→ **Exercise instructions**:
Reproduce the lines below, swapping every "pixel coordinates" for "x and y coordinates" and leaving everything else unchanged. Leave the pictures out of your answer.

Dataset records about where objects are located
___

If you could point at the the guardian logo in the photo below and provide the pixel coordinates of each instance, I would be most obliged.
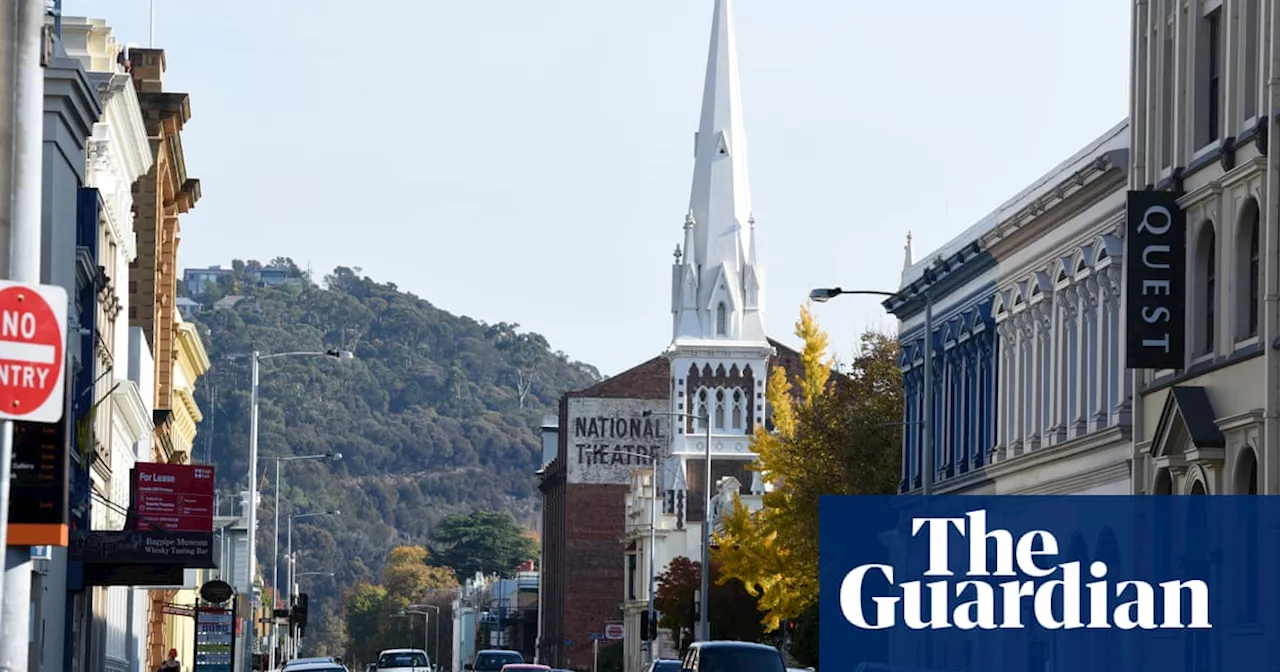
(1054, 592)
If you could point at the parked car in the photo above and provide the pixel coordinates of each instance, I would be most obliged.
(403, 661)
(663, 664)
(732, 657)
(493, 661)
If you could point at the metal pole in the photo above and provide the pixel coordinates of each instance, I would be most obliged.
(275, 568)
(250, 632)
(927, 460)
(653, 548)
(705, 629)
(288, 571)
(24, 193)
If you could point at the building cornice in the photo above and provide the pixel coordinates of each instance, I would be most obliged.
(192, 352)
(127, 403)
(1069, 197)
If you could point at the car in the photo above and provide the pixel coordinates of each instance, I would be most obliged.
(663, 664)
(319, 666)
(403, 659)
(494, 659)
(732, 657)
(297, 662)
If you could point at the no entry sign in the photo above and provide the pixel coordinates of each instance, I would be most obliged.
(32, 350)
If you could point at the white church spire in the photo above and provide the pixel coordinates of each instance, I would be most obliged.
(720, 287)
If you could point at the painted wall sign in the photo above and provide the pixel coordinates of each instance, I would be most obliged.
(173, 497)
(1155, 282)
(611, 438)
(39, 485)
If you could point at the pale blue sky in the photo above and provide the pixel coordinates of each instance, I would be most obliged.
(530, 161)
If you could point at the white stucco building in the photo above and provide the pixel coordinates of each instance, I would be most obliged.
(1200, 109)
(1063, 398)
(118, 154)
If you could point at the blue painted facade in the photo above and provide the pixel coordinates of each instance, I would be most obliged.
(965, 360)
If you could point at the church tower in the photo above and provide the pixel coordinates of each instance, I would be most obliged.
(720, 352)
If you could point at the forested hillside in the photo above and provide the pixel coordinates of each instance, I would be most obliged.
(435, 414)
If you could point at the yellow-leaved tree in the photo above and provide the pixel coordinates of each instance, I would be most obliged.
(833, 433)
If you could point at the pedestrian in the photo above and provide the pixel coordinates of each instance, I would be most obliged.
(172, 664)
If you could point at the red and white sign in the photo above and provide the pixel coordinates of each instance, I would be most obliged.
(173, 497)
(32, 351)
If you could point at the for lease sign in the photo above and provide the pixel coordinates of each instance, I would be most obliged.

___

→ **Result for this exercise**:
If you could point at the the guardian logo in the photo below and provide the x and y coordinates of each instance, I would be most obliged.
(1054, 592)
If you could point at the parked car in the photo above and provide the x and y coordinates of each instance, I would be most obliged.
(403, 661)
(663, 664)
(732, 657)
(493, 661)
If you could point at the metal pole in the photo above and provide the x and y coordinates of each instance, I would be most obliged.
(275, 568)
(250, 632)
(927, 460)
(653, 548)
(705, 629)
(288, 571)
(24, 193)
If you could point at the building cornice in the photo above and provide the x and y coordinates of each instance, I would be most obliged.
(192, 352)
(127, 403)
(1069, 197)
If you could point at the car in the photo above and provide the x and y coordinates of each instance, I would be most obliged.
(663, 664)
(319, 666)
(403, 659)
(494, 659)
(732, 657)
(297, 662)
If you could point at the no entry sign in the photo above and provide the x and y coordinates of each instance, I would be most obliged.
(32, 350)
If you could point at the white church spire in the photo above and provide the x and y coordinates of each instance, I would be most obliged.
(720, 287)
If you could point at the painted wall sign in the photo above and provide the x and y coordinates of each instance, I would be most obliged.
(173, 497)
(1155, 282)
(611, 438)
(39, 485)
If you could point at the pale blue sky in the photo above and provide the x and y coordinates of each instance, I would be most obliged.
(530, 161)
If you could point at the white stucco building in the photo above and provide the x and y coordinates of each instance, I would be most obliged.
(1200, 109)
(1063, 398)
(118, 154)
If you could point at the blue painted facade in the photo above and provide the x and y coordinates of each instance, I would be most obliged.
(965, 360)
If you could point at the church tower in the photo above and provide the x and y coordinates of each instance, I would be most obliged.
(720, 352)
If you could point at the forested hillside in the photo above and provide the x and y coordinates of each instance, I would be most obliged.
(435, 414)
If you could point at the yellow-leaved tree in the photo above and provide the x and y coordinates of each instance, I would be most obliged.
(833, 433)
If you could point at the pedestrian in the photo above and provide the x and y coordinates of each instance, I would be most obliged.
(172, 664)
If you could point at the red and white sign in the photo above and provide the x and y coordinates of each instance, I would be most obliged.
(173, 497)
(32, 351)
If you could point at the for lease sign in the photo above and provide the x and y coordinates of each instance, I would be most obliged.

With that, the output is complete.